Which lines have the string "oversized"? Copy all of them from the entries below.

■ ■ ■

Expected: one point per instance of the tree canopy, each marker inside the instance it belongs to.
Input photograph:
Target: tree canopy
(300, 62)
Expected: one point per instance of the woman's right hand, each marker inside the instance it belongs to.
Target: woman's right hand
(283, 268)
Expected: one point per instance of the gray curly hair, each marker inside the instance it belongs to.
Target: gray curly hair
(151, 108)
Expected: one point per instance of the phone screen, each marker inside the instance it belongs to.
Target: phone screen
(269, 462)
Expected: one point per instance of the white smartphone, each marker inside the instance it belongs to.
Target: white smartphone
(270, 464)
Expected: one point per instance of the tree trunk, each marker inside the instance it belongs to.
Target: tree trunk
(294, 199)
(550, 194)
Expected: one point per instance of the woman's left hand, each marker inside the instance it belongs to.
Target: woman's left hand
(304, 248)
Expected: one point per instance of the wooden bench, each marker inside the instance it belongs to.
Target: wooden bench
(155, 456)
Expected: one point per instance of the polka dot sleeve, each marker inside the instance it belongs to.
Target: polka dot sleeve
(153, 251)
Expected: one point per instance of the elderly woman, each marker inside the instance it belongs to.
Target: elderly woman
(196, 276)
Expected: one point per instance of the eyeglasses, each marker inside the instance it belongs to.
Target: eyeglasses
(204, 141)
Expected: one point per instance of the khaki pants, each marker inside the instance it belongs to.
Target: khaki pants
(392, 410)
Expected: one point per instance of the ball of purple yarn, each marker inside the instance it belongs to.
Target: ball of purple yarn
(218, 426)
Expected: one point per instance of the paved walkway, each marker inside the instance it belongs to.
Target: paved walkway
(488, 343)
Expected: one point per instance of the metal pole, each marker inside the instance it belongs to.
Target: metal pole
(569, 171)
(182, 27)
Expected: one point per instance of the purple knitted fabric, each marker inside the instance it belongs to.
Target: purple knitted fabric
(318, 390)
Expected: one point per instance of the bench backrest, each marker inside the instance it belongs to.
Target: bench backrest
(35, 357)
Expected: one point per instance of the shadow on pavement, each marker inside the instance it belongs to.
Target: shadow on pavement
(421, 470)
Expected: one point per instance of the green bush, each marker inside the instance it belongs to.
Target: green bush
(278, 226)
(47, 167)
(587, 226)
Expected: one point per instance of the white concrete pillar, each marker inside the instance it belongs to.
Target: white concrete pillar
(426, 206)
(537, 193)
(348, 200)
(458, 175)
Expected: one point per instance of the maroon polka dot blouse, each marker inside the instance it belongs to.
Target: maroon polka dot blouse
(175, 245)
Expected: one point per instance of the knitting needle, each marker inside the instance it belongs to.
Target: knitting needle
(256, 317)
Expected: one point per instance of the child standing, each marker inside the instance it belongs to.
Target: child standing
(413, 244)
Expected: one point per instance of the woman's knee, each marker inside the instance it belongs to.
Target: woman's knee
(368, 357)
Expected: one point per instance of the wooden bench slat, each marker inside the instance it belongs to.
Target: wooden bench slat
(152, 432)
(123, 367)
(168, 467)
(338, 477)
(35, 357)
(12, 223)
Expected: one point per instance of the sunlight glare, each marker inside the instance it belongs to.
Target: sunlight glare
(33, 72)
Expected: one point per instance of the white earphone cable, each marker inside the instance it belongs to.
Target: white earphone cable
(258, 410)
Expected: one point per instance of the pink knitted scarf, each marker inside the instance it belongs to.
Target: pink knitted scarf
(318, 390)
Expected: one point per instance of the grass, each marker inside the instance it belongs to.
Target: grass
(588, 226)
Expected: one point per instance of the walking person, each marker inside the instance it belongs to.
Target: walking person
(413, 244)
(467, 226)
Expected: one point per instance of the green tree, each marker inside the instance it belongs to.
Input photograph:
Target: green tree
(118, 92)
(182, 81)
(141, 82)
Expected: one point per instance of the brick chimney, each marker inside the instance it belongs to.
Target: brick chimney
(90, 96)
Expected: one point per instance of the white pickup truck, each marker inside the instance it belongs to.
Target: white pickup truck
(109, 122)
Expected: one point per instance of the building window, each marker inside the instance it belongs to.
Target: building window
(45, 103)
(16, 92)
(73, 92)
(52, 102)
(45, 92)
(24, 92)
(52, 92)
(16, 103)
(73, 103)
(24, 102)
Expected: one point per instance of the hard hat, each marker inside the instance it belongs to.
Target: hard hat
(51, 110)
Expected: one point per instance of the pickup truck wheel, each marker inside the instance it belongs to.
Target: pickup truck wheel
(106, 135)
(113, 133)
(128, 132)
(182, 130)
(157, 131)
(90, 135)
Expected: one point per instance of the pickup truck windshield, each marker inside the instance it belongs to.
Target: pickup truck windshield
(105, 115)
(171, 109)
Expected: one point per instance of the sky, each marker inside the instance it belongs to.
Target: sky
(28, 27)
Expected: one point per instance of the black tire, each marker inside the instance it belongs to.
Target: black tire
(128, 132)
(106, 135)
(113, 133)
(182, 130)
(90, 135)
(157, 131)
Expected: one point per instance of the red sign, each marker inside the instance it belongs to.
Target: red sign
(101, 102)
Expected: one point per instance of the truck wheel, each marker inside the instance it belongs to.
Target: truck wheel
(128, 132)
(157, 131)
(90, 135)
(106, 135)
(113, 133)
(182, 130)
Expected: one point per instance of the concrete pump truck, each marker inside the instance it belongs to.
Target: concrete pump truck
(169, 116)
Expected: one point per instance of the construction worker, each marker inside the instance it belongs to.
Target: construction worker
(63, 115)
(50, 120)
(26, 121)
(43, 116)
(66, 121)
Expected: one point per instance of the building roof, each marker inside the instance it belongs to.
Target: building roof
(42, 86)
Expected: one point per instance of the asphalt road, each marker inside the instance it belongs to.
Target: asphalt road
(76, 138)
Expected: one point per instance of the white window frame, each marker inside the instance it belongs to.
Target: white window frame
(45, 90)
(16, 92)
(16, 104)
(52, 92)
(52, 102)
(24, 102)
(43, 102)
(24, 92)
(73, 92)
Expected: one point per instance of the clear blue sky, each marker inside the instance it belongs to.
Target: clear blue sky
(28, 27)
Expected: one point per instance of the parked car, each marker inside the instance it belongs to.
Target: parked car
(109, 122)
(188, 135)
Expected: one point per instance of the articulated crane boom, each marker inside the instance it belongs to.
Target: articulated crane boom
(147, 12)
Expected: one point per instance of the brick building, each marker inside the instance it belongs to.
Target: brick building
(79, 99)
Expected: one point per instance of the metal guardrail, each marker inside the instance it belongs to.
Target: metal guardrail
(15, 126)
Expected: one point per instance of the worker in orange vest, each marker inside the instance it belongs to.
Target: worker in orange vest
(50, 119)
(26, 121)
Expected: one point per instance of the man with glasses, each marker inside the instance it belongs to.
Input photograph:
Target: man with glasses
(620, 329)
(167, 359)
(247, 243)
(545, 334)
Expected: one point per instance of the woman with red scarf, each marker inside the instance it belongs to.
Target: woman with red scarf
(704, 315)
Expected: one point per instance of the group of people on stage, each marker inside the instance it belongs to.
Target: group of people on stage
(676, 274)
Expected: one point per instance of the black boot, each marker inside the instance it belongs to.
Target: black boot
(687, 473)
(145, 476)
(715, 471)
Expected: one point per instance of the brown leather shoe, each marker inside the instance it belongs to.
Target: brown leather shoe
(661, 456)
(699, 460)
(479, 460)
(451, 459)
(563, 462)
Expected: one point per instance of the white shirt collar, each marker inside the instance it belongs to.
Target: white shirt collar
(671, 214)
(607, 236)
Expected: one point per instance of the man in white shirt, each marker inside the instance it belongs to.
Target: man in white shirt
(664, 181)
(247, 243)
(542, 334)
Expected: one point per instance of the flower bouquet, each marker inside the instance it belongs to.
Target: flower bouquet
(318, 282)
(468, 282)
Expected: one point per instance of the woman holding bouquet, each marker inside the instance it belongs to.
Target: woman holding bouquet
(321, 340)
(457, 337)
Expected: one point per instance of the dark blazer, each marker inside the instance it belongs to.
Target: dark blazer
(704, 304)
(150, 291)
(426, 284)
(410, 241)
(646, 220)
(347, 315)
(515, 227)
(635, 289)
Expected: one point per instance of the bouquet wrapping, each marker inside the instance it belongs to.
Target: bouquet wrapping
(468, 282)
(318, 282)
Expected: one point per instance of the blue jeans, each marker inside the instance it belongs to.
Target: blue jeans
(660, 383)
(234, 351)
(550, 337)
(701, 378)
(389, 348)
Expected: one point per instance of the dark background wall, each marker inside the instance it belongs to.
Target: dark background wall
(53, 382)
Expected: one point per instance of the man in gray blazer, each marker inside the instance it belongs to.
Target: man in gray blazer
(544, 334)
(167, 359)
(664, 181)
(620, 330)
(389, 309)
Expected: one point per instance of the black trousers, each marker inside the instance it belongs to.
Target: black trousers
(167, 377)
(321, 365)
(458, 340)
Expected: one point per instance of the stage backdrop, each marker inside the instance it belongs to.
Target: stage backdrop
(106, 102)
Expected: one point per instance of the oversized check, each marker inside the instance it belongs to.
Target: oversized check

■ ■ ■

WRITTEN RESPONSE:
Expected: one point per instance of the oversized check, each marker inside the instance it belongs to.
Target: oversized check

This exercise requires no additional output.